(Point annotation dataset rows)

^^^^^^^^

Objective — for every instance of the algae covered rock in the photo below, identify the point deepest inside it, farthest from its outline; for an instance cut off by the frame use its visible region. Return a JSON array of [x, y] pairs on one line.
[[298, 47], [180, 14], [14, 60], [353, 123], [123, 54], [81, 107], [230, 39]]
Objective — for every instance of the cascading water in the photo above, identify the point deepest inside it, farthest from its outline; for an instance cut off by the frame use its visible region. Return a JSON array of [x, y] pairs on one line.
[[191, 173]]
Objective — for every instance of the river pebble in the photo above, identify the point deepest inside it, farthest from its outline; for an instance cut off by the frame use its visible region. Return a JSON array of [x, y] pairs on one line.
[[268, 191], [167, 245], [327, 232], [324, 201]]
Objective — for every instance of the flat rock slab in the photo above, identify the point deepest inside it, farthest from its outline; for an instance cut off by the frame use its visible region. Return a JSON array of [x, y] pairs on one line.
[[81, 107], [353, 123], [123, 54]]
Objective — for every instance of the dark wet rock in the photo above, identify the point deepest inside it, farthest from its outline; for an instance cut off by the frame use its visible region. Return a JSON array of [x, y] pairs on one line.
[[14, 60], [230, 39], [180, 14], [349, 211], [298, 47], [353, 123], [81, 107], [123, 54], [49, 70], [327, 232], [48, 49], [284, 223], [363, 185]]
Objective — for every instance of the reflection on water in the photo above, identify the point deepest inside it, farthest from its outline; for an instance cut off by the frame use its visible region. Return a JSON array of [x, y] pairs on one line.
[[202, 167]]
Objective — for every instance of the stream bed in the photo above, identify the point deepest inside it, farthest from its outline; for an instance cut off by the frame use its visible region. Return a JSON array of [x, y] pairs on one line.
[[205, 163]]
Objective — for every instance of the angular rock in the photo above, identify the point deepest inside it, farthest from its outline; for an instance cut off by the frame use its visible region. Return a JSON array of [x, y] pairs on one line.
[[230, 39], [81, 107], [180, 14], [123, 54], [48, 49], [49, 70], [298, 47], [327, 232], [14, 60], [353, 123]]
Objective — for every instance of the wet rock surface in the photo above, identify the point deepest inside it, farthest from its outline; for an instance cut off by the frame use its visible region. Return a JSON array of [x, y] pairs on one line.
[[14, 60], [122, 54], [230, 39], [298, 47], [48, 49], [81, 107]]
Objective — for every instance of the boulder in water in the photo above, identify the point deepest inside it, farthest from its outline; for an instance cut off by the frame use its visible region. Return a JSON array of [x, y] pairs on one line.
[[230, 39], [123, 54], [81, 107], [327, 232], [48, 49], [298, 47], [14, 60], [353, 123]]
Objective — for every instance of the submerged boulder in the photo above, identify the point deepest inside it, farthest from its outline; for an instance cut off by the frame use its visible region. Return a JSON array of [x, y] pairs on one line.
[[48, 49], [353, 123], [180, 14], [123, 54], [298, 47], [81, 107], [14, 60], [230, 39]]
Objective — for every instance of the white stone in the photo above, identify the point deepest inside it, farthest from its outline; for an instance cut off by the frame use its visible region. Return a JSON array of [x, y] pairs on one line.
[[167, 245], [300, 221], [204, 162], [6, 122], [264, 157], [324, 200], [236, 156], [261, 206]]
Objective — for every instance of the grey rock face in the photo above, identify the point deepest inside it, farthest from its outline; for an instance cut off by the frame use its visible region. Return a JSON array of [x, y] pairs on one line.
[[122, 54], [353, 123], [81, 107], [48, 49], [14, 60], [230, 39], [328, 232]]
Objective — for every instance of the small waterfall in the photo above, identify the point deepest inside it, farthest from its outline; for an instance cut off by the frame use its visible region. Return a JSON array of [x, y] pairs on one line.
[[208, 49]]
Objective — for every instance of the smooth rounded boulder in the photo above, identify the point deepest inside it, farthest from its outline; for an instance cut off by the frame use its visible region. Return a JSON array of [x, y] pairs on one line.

^^^^^^^^

▶ What is required: Extract every row above and reproduce each one word for word, keeping the original order.

▶ Task response:
Objective — for every instance of the algae covered rock in the photo below, identify the point deepest inside it, farthest from its outline; for an instance cut off by the frame use its visible region. Return a JSON array of [x, y] pairs on one line.
[[298, 47], [180, 14], [14, 60], [353, 123], [123, 54], [81, 107], [230, 39]]
Objective — for every instance of the cascading water in the photo above, identify the point deepest inside it, farthest from its outline; for an instance cut off by the frame use its visible region. Return a JSON array of [x, y] pairs on one line.
[[191, 173]]
Objective — for every instance of the river pebble in the photo above, identify the point deepest inside it, farthest from its outline; for an instance cut off by the frame use its visible region. Return a JSON array of [x, y] pairs on one line.
[[268, 191], [167, 245], [327, 232], [324, 201]]
Objective — for every instance of the flat rock slab in the photo above, identify the point deepest inside it, farthest from its outline; for an instance cut off by the frame use its visible region. Return a JSON array of [x, y] pairs on one line.
[[81, 107], [353, 123], [123, 54]]
Objective — for every instance of the dark wet rock in the photo above, identify the point deepest inside it, farthest from its outline; for an instance cut off by the frame use its visible region. Return a JSON array of [x, y] pairs on one line.
[[14, 60], [230, 39], [180, 14], [349, 211], [298, 47], [353, 123], [81, 107], [123, 54], [49, 70], [327, 232], [48, 49], [284, 223], [363, 185]]
Objective — for every instance of the reflection on water in the photo above, identify the point deepest inside it, farthest from its outline; for an instance cut off by the frame use its visible region. Return a JSON array of [x, y] pairs on one line.
[[202, 167]]
Objective — for every instance of the stream bed in the photo above, identify the point deepest inside it, farthest from its outline; for an instance cut off by the frame use its visible region. Return a JSON array of [x, y] pairs on one line.
[[205, 163]]
Objective — for every instance of the angular rock in the photo above, identify the point deepest inside it, farthest from its outline; for an instance cut off by the frame use its visible region. Return a JSON array of [x, y] pairs on one line.
[[230, 39], [81, 107], [180, 14], [123, 54], [48, 49], [49, 70], [298, 47], [327, 232], [14, 60], [353, 123]]
Objective — for every instance of the wet rock surface in the photo above, identify the point deepest inside it, farthest from its outline; for an instance cut off by the frame use its visible region. Return a JSON array of [x, y] pairs on one line.
[[14, 60], [122, 54], [230, 39], [298, 47], [48, 49], [81, 107]]
Objective — for every instance of the boulder in water in the photo above, identify the point deepest inside it, farthest from its outline; for an instance cut off by the frame use its visible region. Return a JSON array of [x, y] pairs on one line.
[[230, 39], [123, 54], [81, 107], [327, 232], [48, 49], [298, 47], [14, 60], [353, 123]]
Objective — for every instance of the submerged boulder in the photo above, identify the point deepest inside it, farthest from its outline; for an instance cut off by the frame use its visible region. Return a JSON array of [x, y] pairs on one line.
[[48, 49], [353, 123], [180, 14], [123, 54], [298, 47], [81, 107], [14, 60], [230, 39]]
Objective — for every instance of the white stone in the photo above, identify the point deepest inside it, farthest from its outline; for an instance cut off by the frame use its visible region. Return a JSON array of [x, y] pairs on one line.
[[167, 245], [300, 221], [204, 162], [6, 122], [264, 157], [324, 200], [236, 156], [261, 206]]
Objective — for every instance of the grey rock face in the photo above, identify the point deepest inside it, farthest from its outline; for an instance cut off by the frame use its visible region. Return a JSON array of [x, y] pairs on one line.
[[122, 54], [353, 123], [81, 107], [48, 49], [14, 60], [230, 39], [328, 232]]
Objective — for every instance of the small waterfall in the photo above, identify the point deepest inside it, farthest from its outline; for an instance cut off by the frame use its visible region. Return a JSON array of [x, y] pairs on one line.
[[208, 49]]
Objective — for every instance of the smooth rounded boulder in the photo above, identify the point deepest inside it, farthest from its outline; for an instance cut off by the frame use its visible region. Return a JSON array of [x, y] pairs on one line.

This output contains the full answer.